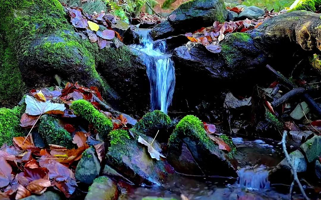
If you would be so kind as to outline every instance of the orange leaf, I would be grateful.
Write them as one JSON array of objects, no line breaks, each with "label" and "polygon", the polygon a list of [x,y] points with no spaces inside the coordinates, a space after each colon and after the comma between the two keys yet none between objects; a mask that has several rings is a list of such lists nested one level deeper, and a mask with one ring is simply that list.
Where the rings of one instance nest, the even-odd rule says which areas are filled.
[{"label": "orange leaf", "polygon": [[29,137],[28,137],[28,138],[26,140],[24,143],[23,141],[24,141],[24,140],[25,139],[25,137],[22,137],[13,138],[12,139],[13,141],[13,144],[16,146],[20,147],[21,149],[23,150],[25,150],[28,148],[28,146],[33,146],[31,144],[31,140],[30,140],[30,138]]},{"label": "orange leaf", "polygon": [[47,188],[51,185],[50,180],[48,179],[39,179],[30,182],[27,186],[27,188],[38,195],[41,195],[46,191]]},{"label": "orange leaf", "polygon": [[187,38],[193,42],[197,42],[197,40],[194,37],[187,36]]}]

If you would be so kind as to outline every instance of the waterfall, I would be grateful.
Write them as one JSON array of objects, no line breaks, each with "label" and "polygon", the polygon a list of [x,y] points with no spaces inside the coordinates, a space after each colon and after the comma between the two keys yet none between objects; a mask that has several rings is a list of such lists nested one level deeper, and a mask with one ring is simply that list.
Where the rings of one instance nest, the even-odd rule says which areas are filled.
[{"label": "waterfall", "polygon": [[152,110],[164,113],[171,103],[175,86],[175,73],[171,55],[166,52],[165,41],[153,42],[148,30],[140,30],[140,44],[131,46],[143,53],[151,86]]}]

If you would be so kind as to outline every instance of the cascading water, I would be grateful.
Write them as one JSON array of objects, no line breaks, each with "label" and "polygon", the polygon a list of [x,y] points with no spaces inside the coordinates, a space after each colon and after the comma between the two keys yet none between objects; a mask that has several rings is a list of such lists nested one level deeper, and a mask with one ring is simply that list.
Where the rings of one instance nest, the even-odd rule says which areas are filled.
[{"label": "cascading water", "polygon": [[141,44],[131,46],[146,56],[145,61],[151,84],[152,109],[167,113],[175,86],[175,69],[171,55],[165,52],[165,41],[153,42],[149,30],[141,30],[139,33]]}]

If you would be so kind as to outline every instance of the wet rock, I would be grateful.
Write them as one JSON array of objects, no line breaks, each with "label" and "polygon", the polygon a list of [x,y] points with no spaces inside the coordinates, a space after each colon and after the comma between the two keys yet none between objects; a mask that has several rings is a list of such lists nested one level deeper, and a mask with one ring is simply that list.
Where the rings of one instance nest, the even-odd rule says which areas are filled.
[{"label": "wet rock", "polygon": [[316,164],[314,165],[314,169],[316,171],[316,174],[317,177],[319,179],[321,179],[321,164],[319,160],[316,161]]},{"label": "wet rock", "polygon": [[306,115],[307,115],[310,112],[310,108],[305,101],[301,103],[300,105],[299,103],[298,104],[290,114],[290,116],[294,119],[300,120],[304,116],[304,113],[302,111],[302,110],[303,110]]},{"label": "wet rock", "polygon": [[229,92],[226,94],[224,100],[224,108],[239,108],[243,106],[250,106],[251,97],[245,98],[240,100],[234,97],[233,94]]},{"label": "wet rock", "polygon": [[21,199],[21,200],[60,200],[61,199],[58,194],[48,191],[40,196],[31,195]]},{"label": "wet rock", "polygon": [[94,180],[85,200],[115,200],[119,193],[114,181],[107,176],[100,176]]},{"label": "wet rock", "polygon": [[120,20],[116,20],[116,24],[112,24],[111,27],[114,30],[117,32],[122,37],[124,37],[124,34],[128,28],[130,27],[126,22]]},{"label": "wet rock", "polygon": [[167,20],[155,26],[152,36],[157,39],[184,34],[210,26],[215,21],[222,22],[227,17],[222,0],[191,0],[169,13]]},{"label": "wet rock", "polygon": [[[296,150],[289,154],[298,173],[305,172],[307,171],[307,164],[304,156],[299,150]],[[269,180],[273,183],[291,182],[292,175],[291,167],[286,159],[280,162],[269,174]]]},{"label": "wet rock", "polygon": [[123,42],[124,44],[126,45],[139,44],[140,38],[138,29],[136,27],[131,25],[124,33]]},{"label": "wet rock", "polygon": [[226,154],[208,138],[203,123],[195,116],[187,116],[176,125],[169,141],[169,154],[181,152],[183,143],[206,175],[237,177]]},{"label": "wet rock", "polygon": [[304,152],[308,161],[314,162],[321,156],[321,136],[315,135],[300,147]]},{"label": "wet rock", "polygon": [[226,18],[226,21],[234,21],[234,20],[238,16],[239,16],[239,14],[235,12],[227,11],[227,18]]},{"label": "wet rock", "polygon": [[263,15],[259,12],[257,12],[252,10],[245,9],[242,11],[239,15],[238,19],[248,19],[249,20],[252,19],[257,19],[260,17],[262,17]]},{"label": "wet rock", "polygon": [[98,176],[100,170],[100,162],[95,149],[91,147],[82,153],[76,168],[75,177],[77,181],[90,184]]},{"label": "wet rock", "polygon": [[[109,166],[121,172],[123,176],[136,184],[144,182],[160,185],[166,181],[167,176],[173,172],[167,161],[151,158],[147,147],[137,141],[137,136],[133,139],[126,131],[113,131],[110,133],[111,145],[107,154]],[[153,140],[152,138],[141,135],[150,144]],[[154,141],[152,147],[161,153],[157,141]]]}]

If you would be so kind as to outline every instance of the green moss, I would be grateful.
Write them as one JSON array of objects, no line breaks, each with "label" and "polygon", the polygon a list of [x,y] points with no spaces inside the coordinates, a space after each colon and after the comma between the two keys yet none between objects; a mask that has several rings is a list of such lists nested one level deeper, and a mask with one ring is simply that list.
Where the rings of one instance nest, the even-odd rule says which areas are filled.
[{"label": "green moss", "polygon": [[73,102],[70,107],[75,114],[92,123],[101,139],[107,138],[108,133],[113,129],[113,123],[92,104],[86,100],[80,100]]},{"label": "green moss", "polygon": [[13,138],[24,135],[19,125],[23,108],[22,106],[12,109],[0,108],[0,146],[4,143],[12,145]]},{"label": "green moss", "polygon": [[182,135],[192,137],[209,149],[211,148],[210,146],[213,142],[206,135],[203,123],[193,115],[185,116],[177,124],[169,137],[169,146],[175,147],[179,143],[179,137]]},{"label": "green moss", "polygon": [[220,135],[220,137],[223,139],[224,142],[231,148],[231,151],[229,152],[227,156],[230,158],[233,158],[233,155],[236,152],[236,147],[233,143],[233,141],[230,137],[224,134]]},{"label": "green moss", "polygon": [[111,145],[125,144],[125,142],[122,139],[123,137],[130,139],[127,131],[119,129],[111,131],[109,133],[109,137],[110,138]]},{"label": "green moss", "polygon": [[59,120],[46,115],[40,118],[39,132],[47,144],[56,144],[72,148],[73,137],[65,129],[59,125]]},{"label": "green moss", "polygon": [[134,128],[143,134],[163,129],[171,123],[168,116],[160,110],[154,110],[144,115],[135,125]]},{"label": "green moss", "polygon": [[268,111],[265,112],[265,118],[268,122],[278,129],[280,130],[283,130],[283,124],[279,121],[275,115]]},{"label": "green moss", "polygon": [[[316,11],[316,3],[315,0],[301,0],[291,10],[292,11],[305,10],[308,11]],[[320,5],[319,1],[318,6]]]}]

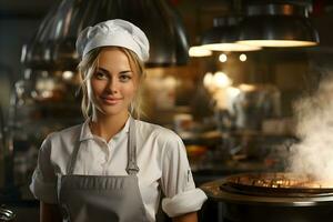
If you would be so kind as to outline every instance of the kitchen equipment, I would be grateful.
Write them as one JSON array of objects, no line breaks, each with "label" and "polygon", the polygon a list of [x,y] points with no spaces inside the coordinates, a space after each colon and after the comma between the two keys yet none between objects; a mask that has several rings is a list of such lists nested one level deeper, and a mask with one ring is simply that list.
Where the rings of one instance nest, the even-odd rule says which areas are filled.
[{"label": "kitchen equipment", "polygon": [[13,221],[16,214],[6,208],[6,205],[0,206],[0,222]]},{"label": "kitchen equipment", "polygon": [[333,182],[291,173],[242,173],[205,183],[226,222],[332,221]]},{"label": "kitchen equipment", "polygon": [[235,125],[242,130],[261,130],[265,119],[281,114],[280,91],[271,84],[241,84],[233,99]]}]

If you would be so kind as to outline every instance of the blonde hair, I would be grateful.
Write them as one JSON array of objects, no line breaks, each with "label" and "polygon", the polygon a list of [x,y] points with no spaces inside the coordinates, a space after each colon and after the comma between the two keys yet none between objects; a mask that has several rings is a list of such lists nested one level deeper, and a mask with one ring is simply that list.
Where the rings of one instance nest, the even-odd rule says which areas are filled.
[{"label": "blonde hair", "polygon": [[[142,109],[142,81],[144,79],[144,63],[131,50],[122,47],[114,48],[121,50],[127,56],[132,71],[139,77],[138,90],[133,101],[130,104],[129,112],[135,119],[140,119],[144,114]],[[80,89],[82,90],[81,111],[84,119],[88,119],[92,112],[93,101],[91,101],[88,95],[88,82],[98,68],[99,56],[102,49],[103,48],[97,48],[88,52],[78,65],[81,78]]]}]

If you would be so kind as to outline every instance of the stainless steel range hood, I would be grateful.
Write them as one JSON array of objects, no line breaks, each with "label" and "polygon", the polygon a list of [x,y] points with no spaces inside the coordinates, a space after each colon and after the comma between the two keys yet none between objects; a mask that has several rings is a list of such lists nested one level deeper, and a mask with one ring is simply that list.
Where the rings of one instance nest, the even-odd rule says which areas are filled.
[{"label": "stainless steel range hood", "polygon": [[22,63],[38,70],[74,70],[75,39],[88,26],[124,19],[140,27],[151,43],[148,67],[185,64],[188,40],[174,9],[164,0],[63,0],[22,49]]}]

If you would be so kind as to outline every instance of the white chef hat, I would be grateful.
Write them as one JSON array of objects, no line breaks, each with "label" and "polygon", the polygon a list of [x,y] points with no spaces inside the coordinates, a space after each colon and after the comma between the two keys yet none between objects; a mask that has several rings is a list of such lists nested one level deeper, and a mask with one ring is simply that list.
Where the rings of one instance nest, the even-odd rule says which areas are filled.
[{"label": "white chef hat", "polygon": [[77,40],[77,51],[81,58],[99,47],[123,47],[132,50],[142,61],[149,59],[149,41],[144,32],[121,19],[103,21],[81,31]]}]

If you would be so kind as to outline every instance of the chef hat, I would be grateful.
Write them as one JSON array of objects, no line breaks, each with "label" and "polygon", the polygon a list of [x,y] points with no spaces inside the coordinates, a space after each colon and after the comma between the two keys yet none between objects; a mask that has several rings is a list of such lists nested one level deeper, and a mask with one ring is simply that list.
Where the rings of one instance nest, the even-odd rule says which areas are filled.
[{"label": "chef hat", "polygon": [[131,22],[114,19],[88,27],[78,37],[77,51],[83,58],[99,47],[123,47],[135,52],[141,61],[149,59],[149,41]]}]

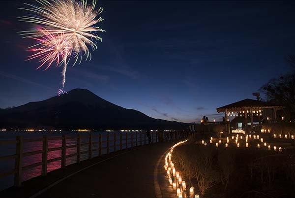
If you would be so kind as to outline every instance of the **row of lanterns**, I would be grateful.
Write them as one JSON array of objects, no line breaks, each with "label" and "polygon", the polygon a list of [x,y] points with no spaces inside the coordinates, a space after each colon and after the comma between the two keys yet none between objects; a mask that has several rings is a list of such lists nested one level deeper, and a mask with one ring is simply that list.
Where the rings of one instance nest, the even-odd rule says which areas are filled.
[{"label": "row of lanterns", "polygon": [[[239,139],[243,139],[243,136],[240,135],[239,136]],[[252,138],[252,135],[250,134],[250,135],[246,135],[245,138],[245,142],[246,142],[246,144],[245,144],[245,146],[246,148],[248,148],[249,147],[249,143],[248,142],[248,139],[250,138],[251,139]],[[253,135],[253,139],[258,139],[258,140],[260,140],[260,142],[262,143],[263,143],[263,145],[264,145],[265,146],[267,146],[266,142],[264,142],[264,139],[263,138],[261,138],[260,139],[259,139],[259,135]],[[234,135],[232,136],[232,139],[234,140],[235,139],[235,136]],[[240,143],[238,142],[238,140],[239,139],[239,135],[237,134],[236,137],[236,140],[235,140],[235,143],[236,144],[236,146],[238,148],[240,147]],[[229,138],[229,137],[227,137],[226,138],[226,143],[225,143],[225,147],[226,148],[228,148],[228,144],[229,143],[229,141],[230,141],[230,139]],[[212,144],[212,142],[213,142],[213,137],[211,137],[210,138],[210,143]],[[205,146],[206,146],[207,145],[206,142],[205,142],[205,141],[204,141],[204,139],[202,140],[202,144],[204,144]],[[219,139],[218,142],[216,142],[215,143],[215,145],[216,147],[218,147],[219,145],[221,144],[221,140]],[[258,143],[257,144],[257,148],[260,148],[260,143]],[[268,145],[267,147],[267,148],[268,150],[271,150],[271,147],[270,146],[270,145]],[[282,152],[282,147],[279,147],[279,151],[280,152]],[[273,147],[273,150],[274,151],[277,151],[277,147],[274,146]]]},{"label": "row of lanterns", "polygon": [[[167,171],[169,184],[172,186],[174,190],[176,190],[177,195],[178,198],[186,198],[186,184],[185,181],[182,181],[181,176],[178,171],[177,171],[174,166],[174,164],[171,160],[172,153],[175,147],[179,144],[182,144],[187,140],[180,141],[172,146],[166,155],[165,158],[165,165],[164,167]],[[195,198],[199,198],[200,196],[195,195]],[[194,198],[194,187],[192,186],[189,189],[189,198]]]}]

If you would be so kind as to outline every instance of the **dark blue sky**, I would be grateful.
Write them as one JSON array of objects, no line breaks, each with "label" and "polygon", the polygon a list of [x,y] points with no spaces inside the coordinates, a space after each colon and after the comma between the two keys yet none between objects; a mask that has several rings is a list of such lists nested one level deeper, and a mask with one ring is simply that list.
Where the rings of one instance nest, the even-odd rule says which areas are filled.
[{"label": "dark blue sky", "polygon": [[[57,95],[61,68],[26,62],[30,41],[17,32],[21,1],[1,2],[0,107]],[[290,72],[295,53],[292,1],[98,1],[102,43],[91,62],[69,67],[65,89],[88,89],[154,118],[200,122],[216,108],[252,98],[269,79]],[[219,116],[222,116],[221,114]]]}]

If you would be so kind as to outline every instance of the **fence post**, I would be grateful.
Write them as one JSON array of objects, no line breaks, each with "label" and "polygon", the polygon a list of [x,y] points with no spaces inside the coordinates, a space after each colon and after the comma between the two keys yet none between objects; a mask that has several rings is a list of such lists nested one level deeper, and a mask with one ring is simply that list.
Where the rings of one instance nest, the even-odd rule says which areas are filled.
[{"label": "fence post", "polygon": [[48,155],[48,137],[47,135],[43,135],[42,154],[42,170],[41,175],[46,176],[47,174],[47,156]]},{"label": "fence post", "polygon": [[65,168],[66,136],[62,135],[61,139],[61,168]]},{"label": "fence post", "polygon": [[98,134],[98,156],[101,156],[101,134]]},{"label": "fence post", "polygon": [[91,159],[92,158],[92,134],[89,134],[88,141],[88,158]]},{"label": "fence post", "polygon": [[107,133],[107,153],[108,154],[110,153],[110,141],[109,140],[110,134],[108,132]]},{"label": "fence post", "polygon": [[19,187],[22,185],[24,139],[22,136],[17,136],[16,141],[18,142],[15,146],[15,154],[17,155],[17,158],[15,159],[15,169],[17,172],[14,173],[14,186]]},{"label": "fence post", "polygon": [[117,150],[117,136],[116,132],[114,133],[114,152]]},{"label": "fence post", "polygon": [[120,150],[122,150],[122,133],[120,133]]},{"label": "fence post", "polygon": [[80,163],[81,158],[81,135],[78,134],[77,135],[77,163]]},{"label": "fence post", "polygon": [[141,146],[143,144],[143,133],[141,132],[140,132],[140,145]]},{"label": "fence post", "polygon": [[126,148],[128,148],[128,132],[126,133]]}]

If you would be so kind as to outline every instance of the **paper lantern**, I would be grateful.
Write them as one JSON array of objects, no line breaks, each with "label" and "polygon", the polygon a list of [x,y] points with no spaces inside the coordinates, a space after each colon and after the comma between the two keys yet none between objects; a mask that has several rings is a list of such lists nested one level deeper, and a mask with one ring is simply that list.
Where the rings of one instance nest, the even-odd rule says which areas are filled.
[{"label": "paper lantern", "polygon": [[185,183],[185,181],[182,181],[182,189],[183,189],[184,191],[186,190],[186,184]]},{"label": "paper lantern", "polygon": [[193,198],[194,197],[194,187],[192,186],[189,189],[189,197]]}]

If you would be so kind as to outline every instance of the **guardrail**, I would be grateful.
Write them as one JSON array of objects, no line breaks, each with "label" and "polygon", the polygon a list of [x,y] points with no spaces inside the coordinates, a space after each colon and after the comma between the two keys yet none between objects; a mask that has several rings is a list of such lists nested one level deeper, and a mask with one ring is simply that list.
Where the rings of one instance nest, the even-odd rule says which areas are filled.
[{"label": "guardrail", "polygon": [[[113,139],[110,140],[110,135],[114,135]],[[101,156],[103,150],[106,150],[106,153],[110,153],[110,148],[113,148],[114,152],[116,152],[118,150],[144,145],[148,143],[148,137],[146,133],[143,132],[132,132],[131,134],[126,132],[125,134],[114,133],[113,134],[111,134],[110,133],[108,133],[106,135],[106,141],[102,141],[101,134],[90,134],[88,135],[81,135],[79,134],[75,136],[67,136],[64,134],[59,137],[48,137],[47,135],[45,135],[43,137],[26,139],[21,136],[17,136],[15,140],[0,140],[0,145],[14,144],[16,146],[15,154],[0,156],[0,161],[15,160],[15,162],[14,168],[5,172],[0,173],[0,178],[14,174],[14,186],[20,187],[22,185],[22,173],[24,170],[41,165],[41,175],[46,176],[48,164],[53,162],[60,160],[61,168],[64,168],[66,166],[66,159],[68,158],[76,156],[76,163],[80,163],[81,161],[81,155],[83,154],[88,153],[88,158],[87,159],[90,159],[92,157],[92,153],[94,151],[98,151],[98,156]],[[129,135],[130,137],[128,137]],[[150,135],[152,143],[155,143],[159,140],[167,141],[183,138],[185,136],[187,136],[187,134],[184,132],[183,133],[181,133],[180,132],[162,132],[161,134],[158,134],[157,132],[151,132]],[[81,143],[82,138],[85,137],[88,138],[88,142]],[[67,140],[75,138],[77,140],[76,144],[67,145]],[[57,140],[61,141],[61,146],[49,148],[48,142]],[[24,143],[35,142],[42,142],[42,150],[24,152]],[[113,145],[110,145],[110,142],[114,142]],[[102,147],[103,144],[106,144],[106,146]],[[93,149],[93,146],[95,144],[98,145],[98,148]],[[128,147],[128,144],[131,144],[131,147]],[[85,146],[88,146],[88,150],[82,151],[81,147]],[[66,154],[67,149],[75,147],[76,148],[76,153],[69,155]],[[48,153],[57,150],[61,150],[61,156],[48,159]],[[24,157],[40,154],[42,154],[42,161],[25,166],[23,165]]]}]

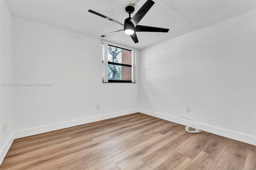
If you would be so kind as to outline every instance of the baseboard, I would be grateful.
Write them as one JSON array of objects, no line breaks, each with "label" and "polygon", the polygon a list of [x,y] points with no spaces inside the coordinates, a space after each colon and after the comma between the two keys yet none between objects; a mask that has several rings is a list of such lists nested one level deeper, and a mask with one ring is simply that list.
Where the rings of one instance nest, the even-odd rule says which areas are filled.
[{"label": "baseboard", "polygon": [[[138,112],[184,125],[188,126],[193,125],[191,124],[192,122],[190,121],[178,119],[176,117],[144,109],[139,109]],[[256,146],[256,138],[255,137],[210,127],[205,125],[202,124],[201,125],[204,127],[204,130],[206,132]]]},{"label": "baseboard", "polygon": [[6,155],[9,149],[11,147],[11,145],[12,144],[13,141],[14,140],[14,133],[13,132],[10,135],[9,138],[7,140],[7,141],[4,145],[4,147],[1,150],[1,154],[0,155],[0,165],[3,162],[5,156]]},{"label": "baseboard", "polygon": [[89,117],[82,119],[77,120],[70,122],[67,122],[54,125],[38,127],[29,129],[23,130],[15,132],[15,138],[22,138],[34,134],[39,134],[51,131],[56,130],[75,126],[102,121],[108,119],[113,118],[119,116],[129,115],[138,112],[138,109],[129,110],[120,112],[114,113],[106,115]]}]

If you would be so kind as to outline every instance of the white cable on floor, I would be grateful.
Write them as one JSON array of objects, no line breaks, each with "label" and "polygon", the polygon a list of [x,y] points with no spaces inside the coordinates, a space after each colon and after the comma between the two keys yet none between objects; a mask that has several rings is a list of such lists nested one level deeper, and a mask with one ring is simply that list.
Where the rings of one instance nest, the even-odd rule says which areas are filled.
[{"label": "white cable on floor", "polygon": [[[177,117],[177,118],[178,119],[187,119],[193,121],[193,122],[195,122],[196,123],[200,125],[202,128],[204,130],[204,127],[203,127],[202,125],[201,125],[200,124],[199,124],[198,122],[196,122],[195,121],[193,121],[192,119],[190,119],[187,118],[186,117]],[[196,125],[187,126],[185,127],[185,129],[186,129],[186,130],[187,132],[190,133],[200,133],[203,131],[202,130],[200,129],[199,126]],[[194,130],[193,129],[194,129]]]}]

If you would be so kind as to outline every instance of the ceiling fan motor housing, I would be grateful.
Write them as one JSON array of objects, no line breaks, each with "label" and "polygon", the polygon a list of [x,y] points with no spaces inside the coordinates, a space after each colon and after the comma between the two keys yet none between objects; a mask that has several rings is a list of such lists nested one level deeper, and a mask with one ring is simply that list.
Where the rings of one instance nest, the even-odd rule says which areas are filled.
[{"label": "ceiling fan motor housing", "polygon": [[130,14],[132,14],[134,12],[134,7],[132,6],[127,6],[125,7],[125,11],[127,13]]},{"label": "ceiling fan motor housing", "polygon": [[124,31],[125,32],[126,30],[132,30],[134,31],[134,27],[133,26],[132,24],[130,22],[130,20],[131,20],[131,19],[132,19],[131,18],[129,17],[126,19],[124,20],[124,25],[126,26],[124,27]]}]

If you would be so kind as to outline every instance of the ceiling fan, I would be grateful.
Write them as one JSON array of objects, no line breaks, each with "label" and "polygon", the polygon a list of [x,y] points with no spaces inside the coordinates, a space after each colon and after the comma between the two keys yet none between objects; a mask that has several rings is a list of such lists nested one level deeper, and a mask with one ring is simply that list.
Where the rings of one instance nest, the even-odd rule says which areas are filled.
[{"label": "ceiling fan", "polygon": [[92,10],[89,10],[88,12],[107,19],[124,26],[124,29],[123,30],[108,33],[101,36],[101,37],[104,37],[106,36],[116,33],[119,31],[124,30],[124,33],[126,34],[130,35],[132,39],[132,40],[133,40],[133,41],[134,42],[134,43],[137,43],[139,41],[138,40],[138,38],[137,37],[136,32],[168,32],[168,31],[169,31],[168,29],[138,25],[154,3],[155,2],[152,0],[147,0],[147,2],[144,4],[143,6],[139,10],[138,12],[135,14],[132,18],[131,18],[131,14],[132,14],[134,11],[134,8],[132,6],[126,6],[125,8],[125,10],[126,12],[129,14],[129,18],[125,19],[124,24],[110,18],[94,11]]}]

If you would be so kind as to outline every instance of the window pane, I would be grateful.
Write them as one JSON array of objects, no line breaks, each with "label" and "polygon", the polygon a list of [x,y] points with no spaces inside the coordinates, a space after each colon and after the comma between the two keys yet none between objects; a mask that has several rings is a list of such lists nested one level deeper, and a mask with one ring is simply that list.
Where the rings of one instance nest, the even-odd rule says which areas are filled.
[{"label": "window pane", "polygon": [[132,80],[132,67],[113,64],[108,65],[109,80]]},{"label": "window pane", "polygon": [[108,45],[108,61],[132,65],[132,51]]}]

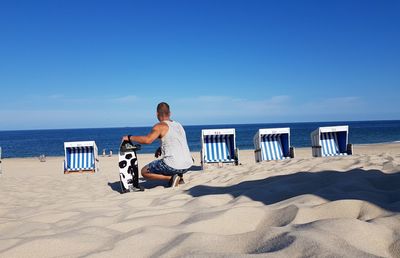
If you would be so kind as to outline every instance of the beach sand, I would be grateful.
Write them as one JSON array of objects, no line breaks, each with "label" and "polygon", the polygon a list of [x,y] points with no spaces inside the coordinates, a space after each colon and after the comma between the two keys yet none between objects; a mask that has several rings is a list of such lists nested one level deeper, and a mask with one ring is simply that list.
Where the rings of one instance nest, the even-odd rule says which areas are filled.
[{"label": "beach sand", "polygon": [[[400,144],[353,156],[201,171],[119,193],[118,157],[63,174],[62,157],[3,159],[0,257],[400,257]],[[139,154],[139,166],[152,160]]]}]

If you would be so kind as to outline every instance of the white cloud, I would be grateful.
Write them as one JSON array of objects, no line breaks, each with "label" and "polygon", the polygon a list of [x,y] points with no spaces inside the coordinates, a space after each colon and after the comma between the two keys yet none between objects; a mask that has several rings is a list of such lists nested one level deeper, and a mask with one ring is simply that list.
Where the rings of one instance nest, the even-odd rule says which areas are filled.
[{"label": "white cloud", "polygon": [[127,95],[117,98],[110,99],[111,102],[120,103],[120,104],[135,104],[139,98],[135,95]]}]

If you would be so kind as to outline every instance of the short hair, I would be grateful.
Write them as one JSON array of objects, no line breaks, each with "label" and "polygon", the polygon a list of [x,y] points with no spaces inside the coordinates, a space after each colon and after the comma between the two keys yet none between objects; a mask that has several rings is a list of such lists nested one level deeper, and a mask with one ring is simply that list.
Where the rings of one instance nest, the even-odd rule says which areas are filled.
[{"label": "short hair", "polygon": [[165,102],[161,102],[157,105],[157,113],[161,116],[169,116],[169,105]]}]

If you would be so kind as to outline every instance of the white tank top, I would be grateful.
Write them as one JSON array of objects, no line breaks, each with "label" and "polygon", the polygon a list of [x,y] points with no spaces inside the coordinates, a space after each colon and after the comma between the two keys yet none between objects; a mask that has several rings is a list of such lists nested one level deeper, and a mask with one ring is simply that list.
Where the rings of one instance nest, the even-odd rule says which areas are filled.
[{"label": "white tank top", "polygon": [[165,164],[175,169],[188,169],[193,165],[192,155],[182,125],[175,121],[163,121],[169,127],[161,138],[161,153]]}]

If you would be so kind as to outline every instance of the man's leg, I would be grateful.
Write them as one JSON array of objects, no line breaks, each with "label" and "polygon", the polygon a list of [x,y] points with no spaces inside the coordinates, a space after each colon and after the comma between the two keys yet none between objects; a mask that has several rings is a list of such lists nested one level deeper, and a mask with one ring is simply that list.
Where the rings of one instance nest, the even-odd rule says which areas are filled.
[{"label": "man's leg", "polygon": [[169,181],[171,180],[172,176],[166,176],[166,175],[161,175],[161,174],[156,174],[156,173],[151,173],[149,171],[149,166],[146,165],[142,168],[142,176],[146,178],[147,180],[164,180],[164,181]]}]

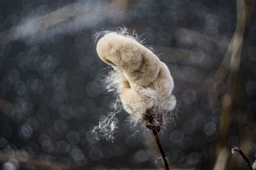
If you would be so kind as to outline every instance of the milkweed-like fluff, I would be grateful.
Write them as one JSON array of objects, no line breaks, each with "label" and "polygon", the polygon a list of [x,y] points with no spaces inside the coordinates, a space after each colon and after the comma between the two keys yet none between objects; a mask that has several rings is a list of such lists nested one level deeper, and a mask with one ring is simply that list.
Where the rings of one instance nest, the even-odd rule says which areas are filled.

+-------+

TASK OBJECTIVE >> Output, unchanged, the lines from the line with "fluff, I would be grateful." through the final line of the material.

ANSWER TO THIS TASK >>
If you would be so kind as to outline every instance of the milkweed-like fluff, I would be grateful.
Write them as one JSON array of objects, no line breaks, each with "label" and "polygon", the polygon a list of [x,y] points with no spaces inside the coordinates, a space after each colon and after the comma between the two keys yet none between objects; a mask that has several rings is a list of such lists nested one level deeper, and a mask with one ring is simply that list.
Where the rings of one instance nest, the even-odd rule says which areas are filled.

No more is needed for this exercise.